### Selection
Didi-MV (Bai et al. 2020). The second DiDi team implemented a Detection-Track-Count algorithm for this challenge. For their detection algorithm, they used NAS-FPN (Ghiasi et al. 2019a) which is based on RetinaNet (Lin et al. 2018). Often, deep-learning detection algorithms can produce errors in edge cases such as low light and bad weather. To remedy this, they implemented a background model based on Hybrid Gaussian to extract the moving vehicles. A version of DeepSort (Wojke et al. 2017a) along with post processing was used for the tracking portion of the pipeline. Tracklets are divided into segments and a trajectory similarity score is calculated based on the inverse of an Euclidean distance-based metric and cosine similarity between each segment and each trajectory. Once the movement is assigned, a counting algorithm is applied. For incomplete tracks, Didi-MV implemented an algorithm to piece together the disjointed tracks until all short trajectories matched a corresponding vehicle.

ENGIE (Ospina and Torres 2020). The Engie team used a Detection-Tracking-Counting pipeline in this challenge. They used Faster-RCNN (Ren et al. 2015) for their detection algorithm and used weights pre-trained on the COCO dataset (Lin et al. 2015). COCO’s dataset does not perfectly match the labeling of the challenge so it requires some additional filtering to correctly label the vehicles. The specific issue lies in the fact that pickup trucks are labeled as trucks in the COCO data set while the AI City Challenge classifies pickup trucks as cars. The solution the ENGIE team implemented relies on the assumption that freight trucks, specifically their bounding boxes, are at least three times larger than the smaller cars. The mean area of a track’s bounding boxes is found. The average area of 90the smallest vehicles is used as a standard and compared to all trucks. Any vehicle that is at least three times this value is classified as a freight truck. With regards to filtering detections in general, they utilized four metrics to ignore invalid detections: ROI percentage overlap, minimum score, non max suppression, minimum area, and maximum area.

### Data to process
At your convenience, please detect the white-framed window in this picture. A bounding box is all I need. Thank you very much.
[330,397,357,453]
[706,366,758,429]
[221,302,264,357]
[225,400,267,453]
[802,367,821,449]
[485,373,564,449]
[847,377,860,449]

---

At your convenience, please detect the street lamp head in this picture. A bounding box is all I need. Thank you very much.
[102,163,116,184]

...

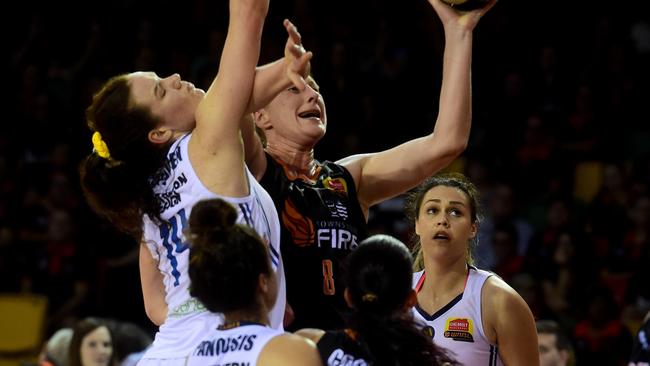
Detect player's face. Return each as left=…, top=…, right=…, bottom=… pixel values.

### Directives
1. In the text on the challenge teams, why did the Didi-MV team add a background model? Answer in one to three sentences.
2. Offset the rows starting at the line containing "At your convenience, please detect the white-framed" and ending at the line containing "[847,377,860,449]" by adding 114 to every bounding-box coordinate in the answers. Write out all of those rows, request included.
The text and the rows are independent of each other.

### Results in order
1. Deep-learning detection algorithms often make errors in edge cases such as low light and bad weather. To remedy this, the Didi-MV team implemented a background model based on Hybrid Gaussian to extract the moving vehicles.

2.
At your convenience, please detect the white-framed window in this picture. A bounding box is all I need. Thank you very much.
[444,511,471,567]
[820,480,872,543]
[335,416,378,471]
[339,514,381,567]
[916,481,935,563]
[599,487,678,563]
[961,491,974,563]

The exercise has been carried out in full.